# start of DATASET RECORDS
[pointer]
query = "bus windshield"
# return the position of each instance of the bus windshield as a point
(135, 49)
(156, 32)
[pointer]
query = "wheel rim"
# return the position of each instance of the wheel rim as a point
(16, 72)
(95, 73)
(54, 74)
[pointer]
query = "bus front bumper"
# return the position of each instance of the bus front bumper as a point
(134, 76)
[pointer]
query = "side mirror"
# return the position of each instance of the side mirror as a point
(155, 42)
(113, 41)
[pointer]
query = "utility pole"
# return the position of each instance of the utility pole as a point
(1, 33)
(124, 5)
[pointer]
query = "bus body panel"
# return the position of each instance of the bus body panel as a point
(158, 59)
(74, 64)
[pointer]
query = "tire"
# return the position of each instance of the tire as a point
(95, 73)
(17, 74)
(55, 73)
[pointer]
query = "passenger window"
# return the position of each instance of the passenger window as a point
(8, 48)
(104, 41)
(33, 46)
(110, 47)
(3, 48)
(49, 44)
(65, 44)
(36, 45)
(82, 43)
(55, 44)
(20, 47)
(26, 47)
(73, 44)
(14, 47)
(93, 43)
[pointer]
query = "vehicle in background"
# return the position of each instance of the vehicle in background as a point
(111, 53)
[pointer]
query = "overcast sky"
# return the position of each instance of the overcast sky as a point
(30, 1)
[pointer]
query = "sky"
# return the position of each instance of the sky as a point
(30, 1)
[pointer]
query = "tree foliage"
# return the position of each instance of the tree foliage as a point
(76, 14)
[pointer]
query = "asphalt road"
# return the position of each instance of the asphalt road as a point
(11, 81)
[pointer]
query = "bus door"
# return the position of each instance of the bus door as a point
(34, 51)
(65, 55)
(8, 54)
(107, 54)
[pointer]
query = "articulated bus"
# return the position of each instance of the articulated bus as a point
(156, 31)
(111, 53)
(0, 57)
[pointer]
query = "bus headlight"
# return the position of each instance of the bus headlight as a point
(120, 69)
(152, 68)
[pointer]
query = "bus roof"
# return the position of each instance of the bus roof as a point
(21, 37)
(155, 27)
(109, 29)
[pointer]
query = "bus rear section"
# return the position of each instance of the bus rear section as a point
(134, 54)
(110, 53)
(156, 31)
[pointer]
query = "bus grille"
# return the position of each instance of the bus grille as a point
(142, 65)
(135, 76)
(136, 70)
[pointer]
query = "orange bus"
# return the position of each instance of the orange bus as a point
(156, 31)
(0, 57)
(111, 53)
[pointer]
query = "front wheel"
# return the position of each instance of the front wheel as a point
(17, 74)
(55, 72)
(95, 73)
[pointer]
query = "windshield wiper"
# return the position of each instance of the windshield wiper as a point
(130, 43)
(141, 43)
# end of DATASET RECORDS
Go through the material above line by line and copy it exactly.

[pointer]
query = "bus windshield"
# return the position of each instance of the bus windshield as a point
(135, 49)
(156, 32)
[pointer]
query = "wheel rim"
# return the position of each instance of the wheel rim as a point
(16, 72)
(95, 73)
(54, 74)
[pointer]
query = "bus front bumper"
# return the position of each instance of the bus front bumper as a point
(134, 76)
[pointer]
query = "side mirror"
# return the position of each instance of the side mirror as a point
(155, 42)
(113, 41)
[pointer]
query = "utility pole"
# return the position of each instance of the utility pole as a point
(1, 33)
(124, 5)
[pointer]
query = "bus body panel"
# return the position of each instance of the bus body panel as a point
(158, 59)
(74, 64)
[pointer]
query = "tire"
# return the position of each instance of the tire as a point
(95, 73)
(17, 74)
(55, 73)
[pointer]
query = "passenger window"
# return the position of each instance of the passenger window as a point
(8, 48)
(104, 41)
(33, 46)
(110, 47)
(3, 48)
(49, 44)
(65, 44)
(36, 45)
(82, 43)
(55, 44)
(20, 47)
(26, 47)
(73, 44)
(14, 47)
(93, 43)
[pointer]
query = "vehicle in background"
# return the position of each instance of the vehicle in background as a point
(111, 53)
[pointer]
query = "overcast sky"
# return the position of each instance of the overcast sky as a point
(30, 1)
[pointer]
query = "sky"
# return the position of each instance of the sky as a point
(30, 1)
[pointer]
query = "tree foliage"
# return the position of each instance of the tree foliage as a point
(76, 14)
[pointer]
query = "asphalt road"
# return the position of each instance of the asphalt road as a point
(11, 81)
[pointer]
query = "bus door"
# return the position of each instance of the bus door as a point
(34, 51)
(65, 55)
(8, 54)
(107, 54)
[pointer]
query = "articulated bus"
# return the position of each instance of the articulated bus as a point
(156, 31)
(111, 53)
(0, 57)
[pointer]
query = "bus headlight"
# return the position of each instance of the bus headlight as a point
(120, 69)
(152, 68)
[pointer]
query = "bus roof"
# return the position of each instance of the bus roof as a point
(21, 37)
(155, 27)
(109, 29)
[pointer]
query = "bus rear section"
# return the position of each instance of the bus rear section as a point
(134, 54)
(110, 53)
(156, 31)
[pointer]
query = "bus grille"
# return the position of each instance of the bus grille as a point
(142, 65)
(135, 76)
(136, 70)
[pointer]
query = "orange bus"
# return the position of each instance of the orange bus as a point
(156, 31)
(0, 57)
(111, 53)
[pointer]
query = "front wheel"
# return the position of each instance of the front wheel as a point
(17, 74)
(55, 72)
(95, 73)
[pointer]
query = "windshield wiper"
# return the position of each instance of the windshield wiper as a point
(130, 43)
(141, 43)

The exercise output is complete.